### Aim of the task:
Collect every line in the listing that contains the word "panel" and copy each one in full.
Start of Data for processing
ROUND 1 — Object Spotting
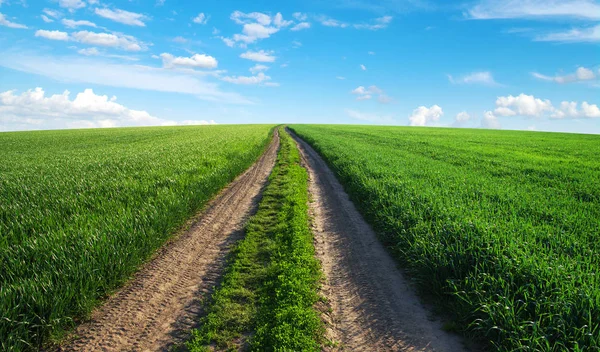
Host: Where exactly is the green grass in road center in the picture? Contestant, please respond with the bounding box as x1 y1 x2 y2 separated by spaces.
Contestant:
0 125 273 351
292 125 600 351
188 129 324 351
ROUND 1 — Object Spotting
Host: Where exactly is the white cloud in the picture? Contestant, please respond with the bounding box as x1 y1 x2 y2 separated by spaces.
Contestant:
35 29 69 41
531 67 596 83
160 53 218 69
192 12 210 24
550 101 600 119
0 13 27 29
0 88 170 129
456 111 471 122
77 48 100 56
481 111 502 130
534 25 600 43
494 94 554 117
221 11 293 48
240 50 276 62
61 18 97 28
229 11 271 26
221 37 235 48
94 8 148 27
317 16 348 28
466 0 600 20
222 72 271 84
71 31 147 51
448 71 500 86
345 109 394 124
273 12 294 28
354 16 393 31
43 9 62 19
408 105 444 126
0 53 252 104
58 0 85 12
249 64 269 74
292 12 308 22
290 22 310 31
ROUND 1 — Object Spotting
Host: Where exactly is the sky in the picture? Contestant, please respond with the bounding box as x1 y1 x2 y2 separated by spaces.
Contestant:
0 0 600 134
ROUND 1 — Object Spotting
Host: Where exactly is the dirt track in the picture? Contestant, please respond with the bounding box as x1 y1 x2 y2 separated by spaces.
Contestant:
61 132 279 351
292 130 464 352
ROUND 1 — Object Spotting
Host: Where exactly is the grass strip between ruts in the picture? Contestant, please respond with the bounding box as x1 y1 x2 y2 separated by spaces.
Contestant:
188 128 324 351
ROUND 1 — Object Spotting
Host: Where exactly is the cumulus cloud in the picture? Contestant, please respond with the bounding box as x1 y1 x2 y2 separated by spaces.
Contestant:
550 101 600 119
466 0 600 20
71 31 147 51
192 12 209 24
0 13 27 29
534 25 600 43
240 50 276 62
354 16 393 31
58 0 85 12
77 48 100 56
61 18 97 28
160 53 218 69
317 16 348 28
494 94 553 117
352 85 391 104
290 22 310 31
249 64 269 74
0 53 253 104
35 29 69 41
221 11 293 47
40 15 54 23
292 12 308 21
94 8 148 27
345 109 394 124
408 105 444 126
490 94 600 119
0 88 170 129
531 67 596 83
448 71 500 86
222 72 271 84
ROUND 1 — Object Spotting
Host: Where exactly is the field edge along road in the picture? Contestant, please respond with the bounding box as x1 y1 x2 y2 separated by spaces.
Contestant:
290 127 465 352
61 131 279 351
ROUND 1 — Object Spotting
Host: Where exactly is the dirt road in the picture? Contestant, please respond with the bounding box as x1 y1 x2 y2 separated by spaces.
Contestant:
295 131 464 352
61 132 279 351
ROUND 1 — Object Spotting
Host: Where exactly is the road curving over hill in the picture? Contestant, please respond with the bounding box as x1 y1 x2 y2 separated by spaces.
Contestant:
59 130 279 351
290 132 465 352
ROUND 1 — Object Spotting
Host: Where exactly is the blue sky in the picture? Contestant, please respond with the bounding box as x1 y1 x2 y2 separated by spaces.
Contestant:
0 0 600 133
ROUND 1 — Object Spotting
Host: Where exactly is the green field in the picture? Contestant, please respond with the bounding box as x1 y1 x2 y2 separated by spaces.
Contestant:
292 125 600 351
0 125 272 351
188 128 324 351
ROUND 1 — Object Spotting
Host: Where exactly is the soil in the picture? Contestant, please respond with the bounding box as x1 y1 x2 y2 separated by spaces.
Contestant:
59 131 279 351
292 130 465 352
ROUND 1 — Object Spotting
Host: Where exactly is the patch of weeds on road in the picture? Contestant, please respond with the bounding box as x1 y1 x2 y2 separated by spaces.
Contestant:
188 129 324 351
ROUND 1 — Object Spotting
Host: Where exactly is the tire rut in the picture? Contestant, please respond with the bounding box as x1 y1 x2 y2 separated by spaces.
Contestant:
59 130 279 351
290 132 465 352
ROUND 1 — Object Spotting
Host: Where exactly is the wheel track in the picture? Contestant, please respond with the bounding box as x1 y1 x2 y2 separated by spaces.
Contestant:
60 131 279 351
290 133 465 352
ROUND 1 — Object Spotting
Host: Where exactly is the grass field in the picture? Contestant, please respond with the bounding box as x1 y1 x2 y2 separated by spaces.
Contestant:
188 129 323 351
292 125 600 351
0 125 272 351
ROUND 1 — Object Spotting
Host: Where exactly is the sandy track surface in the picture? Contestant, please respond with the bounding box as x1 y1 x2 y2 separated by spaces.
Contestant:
60 131 279 351
292 134 464 351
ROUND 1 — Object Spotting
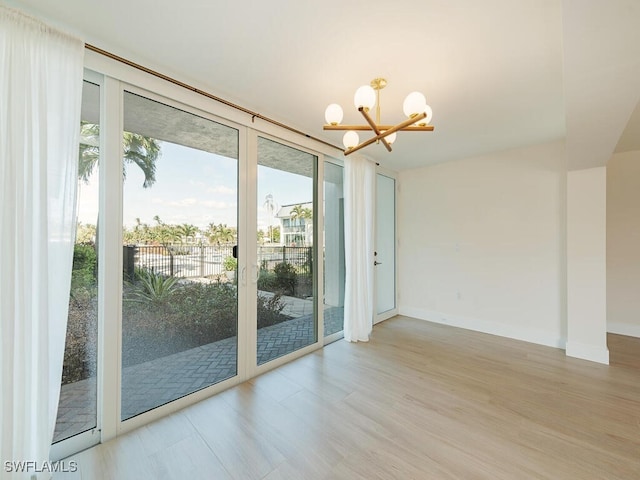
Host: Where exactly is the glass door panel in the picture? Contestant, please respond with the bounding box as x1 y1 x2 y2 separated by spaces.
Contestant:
374 174 396 315
257 137 318 365
323 162 345 337
121 92 238 420
53 81 100 443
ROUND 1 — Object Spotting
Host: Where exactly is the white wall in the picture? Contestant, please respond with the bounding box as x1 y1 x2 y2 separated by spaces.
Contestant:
566 167 609 364
398 141 566 347
607 151 640 337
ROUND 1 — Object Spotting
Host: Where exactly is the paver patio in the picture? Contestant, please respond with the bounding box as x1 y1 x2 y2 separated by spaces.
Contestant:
54 297 343 442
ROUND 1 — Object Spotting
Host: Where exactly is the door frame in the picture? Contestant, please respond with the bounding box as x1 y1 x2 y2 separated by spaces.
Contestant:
373 165 399 325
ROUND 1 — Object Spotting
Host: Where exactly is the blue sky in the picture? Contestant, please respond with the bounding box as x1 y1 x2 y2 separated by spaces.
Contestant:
78 142 313 229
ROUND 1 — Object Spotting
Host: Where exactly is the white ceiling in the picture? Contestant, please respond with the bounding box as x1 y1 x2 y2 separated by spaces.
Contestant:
8 0 640 170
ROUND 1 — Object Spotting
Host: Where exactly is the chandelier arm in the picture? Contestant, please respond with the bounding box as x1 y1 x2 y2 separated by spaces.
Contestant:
322 124 434 132
358 107 391 152
344 112 427 155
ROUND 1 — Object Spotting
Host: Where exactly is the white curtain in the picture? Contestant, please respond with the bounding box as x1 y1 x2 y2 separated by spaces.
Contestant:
344 155 376 342
0 5 84 479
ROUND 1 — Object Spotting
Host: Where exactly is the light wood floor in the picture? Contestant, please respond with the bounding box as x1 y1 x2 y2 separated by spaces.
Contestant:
54 317 640 480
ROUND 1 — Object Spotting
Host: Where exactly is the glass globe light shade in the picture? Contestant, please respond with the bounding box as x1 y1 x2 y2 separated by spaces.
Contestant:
414 105 433 127
402 92 427 118
342 130 360 149
384 132 397 145
353 85 376 112
324 103 344 125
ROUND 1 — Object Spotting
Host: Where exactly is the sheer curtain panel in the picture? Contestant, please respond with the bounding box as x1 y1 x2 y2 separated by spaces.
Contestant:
344 155 376 342
0 5 84 479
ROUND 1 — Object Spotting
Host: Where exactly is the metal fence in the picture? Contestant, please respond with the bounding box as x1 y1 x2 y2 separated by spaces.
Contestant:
123 244 313 278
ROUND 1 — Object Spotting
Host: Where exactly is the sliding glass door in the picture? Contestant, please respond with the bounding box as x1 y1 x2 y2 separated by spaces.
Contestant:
52 73 332 458
121 92 238 420
256 137 318 365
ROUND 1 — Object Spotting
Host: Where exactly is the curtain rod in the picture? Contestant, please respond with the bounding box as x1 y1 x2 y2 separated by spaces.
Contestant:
84 43 342 151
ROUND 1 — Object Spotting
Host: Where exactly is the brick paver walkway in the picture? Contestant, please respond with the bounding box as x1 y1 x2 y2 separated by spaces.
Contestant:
54 298 343 441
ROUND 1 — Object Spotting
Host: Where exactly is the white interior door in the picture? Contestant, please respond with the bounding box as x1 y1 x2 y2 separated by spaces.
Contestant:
374 173 397 323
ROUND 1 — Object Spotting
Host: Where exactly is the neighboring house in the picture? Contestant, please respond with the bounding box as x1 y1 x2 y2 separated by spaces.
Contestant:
276 202 313 247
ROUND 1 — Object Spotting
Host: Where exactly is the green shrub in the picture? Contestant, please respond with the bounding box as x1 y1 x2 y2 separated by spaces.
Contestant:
122 282 289 366
222 256 238 272
132 270 178 304
273 262 297 295
71 243 98 299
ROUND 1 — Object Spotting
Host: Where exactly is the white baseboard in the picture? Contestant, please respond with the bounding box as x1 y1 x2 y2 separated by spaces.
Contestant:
565 342 609 365
399 306 566 349
607 322 640 338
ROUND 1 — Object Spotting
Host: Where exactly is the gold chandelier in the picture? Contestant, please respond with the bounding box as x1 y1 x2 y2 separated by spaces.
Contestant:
323 78 433 155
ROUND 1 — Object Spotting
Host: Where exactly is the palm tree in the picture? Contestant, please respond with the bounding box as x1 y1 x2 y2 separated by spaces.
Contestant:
178 223 200 242
78 122 161 188
262 193 277 243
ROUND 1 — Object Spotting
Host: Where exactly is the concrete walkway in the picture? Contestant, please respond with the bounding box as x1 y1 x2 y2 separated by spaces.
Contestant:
54 297 343 442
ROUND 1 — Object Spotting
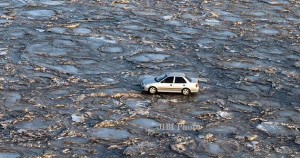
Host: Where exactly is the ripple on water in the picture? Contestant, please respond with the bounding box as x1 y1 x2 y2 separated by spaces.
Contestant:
130 118 160 128
89 128 135 140
16 119 51 130
48 27 67 34
259 29 279 35
102 47 123 53
130 54 170 62
0 2 10 7
0 152 21 158
256 122 292 136
22 10 54 18
74 28 92 34
40 0 65 5
26 43 67 56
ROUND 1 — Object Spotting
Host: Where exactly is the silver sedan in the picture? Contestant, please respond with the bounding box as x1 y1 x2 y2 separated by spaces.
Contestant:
141 73 199 95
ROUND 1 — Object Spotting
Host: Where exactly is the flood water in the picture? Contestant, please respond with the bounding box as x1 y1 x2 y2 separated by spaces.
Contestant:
0 0 300 158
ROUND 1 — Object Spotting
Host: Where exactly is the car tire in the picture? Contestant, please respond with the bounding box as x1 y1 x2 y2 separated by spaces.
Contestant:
181 88 191 95
148 86 157 94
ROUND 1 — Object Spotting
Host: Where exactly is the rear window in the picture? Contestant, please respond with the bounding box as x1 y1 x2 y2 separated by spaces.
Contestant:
185 76 192 82
175 77 186 83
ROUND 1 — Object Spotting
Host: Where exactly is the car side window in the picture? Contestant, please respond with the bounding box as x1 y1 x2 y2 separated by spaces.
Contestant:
161 77 174 83
175 77 186 83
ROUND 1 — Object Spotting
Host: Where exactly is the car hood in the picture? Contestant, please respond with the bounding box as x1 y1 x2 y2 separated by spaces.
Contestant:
143 77 156 84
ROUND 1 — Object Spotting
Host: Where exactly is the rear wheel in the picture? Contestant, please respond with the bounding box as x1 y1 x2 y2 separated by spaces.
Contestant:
148 87 157 94
181 88 191 95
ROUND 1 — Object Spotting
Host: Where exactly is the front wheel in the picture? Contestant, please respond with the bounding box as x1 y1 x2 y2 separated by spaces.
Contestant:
148 87 157 94
181 88 190 95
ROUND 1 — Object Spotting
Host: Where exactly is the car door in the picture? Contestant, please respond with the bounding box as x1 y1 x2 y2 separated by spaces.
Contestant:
173 77 187 92
157 76 174 92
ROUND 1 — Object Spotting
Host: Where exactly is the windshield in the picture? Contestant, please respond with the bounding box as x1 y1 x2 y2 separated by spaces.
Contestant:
154 74 167 82
185 76 192 82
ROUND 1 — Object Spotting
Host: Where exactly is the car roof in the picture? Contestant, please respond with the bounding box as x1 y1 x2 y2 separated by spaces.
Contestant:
167 72 185 77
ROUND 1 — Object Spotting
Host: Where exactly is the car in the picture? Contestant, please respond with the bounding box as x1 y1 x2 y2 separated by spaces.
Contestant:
141 72 199 95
End of Data for processing
### The completed task:
Host: Where exactly is the glass door panel in the picture? Contestant, please respond with the bounding box as x1 y1 x2 y2 separated by spaces.
Host: Where exactly is the sheer curtain panel in the picture? Contestant, please respond with the bounding box as x1 y1 x2 y2 separated by spaces.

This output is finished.